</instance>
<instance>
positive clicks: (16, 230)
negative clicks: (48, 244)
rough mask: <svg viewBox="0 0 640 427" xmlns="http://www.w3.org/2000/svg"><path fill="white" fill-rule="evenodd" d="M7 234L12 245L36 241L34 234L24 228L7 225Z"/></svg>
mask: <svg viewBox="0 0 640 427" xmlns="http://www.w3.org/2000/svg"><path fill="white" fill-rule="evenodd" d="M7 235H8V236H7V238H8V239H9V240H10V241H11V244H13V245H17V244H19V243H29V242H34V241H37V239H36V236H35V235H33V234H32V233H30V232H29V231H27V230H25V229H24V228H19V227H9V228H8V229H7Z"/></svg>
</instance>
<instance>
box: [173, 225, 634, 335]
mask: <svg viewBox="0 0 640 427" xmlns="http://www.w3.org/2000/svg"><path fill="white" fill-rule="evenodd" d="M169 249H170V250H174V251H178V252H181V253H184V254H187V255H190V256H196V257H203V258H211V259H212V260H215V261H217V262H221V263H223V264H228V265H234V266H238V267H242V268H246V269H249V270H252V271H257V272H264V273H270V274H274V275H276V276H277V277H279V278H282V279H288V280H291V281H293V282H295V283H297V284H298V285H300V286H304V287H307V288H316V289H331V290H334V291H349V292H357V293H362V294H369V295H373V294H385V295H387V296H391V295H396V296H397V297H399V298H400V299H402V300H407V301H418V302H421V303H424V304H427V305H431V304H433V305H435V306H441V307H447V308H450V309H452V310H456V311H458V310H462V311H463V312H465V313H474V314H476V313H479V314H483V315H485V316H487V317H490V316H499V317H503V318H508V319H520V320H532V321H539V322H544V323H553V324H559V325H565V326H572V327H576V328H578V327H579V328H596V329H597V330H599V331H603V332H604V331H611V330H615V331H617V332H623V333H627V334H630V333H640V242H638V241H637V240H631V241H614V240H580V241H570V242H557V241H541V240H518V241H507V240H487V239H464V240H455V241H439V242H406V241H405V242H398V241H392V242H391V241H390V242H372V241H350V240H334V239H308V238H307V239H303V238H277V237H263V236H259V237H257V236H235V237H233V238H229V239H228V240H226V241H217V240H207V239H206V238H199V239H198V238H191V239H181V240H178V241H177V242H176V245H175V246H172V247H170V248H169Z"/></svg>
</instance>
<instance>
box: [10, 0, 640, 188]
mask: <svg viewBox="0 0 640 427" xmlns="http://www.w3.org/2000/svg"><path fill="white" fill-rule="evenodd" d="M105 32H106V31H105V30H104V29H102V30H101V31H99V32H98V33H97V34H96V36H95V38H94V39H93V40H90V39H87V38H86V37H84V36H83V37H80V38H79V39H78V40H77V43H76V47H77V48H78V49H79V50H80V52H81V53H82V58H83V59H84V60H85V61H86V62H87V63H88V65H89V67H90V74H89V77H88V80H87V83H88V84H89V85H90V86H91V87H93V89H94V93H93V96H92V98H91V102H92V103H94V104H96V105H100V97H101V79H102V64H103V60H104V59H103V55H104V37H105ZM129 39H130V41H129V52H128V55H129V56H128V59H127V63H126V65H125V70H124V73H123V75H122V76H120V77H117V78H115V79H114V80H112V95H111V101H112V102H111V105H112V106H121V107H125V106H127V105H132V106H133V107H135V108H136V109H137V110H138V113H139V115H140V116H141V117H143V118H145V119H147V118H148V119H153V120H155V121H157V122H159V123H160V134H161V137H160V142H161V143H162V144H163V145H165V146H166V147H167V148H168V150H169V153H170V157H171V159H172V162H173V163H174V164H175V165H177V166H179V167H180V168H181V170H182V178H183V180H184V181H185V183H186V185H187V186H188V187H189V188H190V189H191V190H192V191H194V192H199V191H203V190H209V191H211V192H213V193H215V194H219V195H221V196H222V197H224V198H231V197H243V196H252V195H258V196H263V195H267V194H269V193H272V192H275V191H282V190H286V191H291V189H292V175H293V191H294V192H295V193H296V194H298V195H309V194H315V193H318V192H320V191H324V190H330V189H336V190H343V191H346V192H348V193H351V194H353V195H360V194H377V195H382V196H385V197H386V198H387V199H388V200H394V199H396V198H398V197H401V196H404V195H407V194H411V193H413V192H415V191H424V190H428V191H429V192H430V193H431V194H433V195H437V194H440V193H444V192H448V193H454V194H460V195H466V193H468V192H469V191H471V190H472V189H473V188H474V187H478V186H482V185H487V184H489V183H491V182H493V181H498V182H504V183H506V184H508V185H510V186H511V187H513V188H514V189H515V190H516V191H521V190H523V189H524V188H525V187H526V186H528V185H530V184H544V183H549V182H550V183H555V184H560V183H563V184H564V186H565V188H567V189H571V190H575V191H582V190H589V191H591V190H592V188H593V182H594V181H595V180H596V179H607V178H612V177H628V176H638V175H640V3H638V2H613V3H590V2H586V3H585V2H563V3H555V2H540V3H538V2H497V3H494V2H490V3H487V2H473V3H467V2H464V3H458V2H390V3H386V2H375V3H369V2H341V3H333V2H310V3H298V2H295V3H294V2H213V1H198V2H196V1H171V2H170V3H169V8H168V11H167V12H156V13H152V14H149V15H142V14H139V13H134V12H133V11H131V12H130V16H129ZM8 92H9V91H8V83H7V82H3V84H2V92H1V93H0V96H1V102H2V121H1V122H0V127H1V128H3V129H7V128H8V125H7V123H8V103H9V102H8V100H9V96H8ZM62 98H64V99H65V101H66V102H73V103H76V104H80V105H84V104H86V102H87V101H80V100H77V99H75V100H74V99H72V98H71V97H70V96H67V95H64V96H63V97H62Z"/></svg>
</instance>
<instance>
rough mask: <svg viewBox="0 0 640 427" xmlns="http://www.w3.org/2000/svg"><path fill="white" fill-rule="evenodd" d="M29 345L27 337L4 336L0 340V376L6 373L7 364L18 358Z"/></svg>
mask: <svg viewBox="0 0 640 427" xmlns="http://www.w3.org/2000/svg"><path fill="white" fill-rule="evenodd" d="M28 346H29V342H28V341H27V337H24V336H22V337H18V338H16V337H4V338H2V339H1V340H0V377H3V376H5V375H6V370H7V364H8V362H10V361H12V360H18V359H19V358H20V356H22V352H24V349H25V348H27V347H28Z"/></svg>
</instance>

### WORK INSTRUCTION
Copy every item above word for word, leaving nothing out and changing nothing.

### RESPONSE AREA
</instance>
<instance>
positive clicks: (16, 230)
negative clicks: (48, 244)
rough mask: <svg viewBox="0 0 640 427" xmlns="http://www.w3.org/2000/svg"><path fill="white" fill-rule="evenodd" d="M7 234L12 245L36 241L34 234L24 228L7 225Z"/></svg>
mask: <svg viewBox="0 0 640 427" xmlns="http://www.w3.org/2000/svg"><path fill="white" fill-rule="evenodd" d="M7 235H8V236H7V238H8V239H9V240H10V241H11V244H13V245H17V244H19V243H29V242H34V241H37V239H36V236H35V235H33V234H32V233H30V232H29V231H27V230H25V229H24V228H19V227H9V228H8V229H7Z"/></svg>
</instance>
<instance>
box: [173, 225, 634, 335]
mask: <svg viewBox="0 0 640 427" xmlns="http://www.w3.org/2000/svg"><path fill="white" fill-rule="evenodd" d="M169 249H170V250H174V251H178V252H181V253H184V254H187V255H190V256H196V257H203V258H211V259H212V260H215V261H217V262H221V263H223V264H228V265H234V266H238V267H242V268H246V269H249V270H252V271H257V272H264V273H270V274H274V275H276V276H277V277H279V278H282V279H288V280H291V281H293V282H295V283H297V284H298V285H300V286H304V287H307V288H316V289H331V290H334V291H349V292H357V293H362V294H369V295H373V294H385V295H387V296H391V295H396V296H397V297H399V298H400V299H402V300H407V301H418V302H421V303H424V304H427V305H431V304H433V305H435V306H441V307H447V308H450V309H452V310H456V311H458V310H462V311H463V312H465V313H474V314H476V313H479V314H483V315H485V316H487V317H490V316H499V317H503V318H508V319H520V320H532V321H539V322H544V323H553V324H559V325H565V326H572V327H576V328H578V327H579V328H596V329H597V330H599V331H603V332H604V331H611V330H615V331H617V332H623V333H627V334H630V333H640V242H638V241H637V240H631V241H614V240H580V241H570V242H557V241H541V240H518V241H507V240H487V239H464V240H455V241H439V242H406V241H405V242H398V241H392V242H391V241H390V242H372V241H350V240H334V239H308V238H307V239H303V238H277V237H263V236H259V237H257V236H235V237H233V238H229V239H228V240H226V241H217V240H207V239H206V238H199V239H198V238H191V239H181V240H178V241H177V242H176V245H175V246H172V247H170V248H169Z"/></svg>
</instance>
<instance>
box: [10, 0, 640, 188]
mask: <svg viewBox="0 0 640 427" xmlns="http://www.w3.org/2000/svg"><path fill="white" fill-rule="evenodd" d="M105 32H106V31H105V30H104V29H102V30H101V31H99V32H98V33H97V34H96V36H95V38H94V39H93V40H90V39H87V38H86V37H84V36H83V37H80V38H79V39H78V40H77V43H76V47H77V48H78V49H79V50H80V52H81V53H82V58H83V59H84V60H85V61H86V62H87V63H88V65H89V67H90V74H89V77H88V80H87V83H88V84H89V85H90V86H91V87H93V89H94V93H93V96H92V98H91V102H92V103H94V104H96V105H100V97H101V79H102V64H103V60H104V59H103V55H104V37H105ZM129 39H130V41H129V52H128V55H129V56H128V59H127V63H126V65H125V70H124V73H123V75H122V76H120V77H117V78H115V79H114V80H112V95H111V101H112V102H111V105H112V106H121V107H125V106H127V105H132V106H133V107H135V108H136V109H137V110H138V113H139V115H140V116H141V117H143V118H145V119H147V118H148V119H153V120H155V121H157V122H159V123H160V134H161V137H160V142H161V143H162V144H163V145H165V146H166V147H167V148H168V150H169V153H170V157H171V159H172V162H173V163H174V164H175V165H177V166H179V167H180V168H181V170H182V178H183V180H184V181H185V183H186V185H187V186H188V187H189V188H190V189H191V190H192V191H194V192H199V191H203V190H209V191H211V192H213V193H215V194H219V195H221V196H222V197H224V198H231V197H243V196H252V195H258V196H263V195H267V194H269V193H272V192H275V191H282V190H286V191H291V189H292V175H293V191H294V192H295V193H296V194H298V195H309V194H315V193H318V192H320V191H324V190H330V189H336V190H343V191H346V192H348V193H351V194H353V195H360V194H377V195H382V196H385V197H386V198H387V199H388V200H394V199H396V198H398V197H401V196H404V195H407V194H411V193H413V192H415V191H424V190H428V191H429V192H430V193H431V194H433V195H437V194H440V193H444V192H448V193H454V194H460V195H466V193H468V192H469V191H471V190H472V189H473V188H474V187H478V186H482V185H487V184H489V183H491V182H493V181H498V182H504V183H506V184H508V185H510V186H511V187H513V188H514V189H515V190H516V191H521V190H523V189H524V188H525V187H526V186H528V185H530V184H544V183H549V182H550V183H555V184H560V183H563V184H564V186H565V188H567V189H571V190H575V191H582V190H589V191H591V190H592V188H593V182H594V181H595V180H596V179H607V178H612V177H628V176H638V175H640V3H638V2H613V3H590V2H586V3H585V2H563V3H555V2H540V3H538V2H497V3H494V2H490V3H487V2H473V3H467V2H464V3H458V2H390V3H386V2H375V3H369V2H341V3H333V2H310V3H298V2H295V3H294V2H213V1H198V2H196V1H171V2H170V3H169V8H168V11H167V12H156V13H152V14H149V15H142V14H139V13H134V12H133V11H131V12H130V16H129ZM8 92H9V91H8V83H7V82H3V84H2V92H1V93H0V96H1V102H2V121H1V122H0V127H1V128H3V129H7V128H8V125H7V123H8V103H9V102H8V100H9V96H8ZM62 98H64V99H65V101H66V102H73V103H76V104H80V105H84V104H86V102H87V101H80V100H77V99H75V100H74V99H72V98H71V97H70V96H67V95H64V96H63V97H62Z"/></svg>
</instance>
<instance>
rough mask: <svg viewBox="0 0 640 427" xmlns="http://www.w3.org/2000/svg"><path fill="white" fill-rule="evenodd" d="M29 345L27 337L4 336L0 340V376L6 373L7 364L18 358Z"/></svg>
mask: <svg viewBox="0 0 640 427" xmlns="http://www.w3.org/2000/svg"><path fill="white" fill-rule="evenodd" d="M28 346H29V342H28V341H27V337H24V336H22V337H18V338H16V337H4V338H2V339H1V340H0V377H3V376H5V375H6V370H7V364H8V362H10V361H12V360H18V359H19V358H20V356H22V352H24V349H25V348H27V347H28Z"/></svg>
</instance>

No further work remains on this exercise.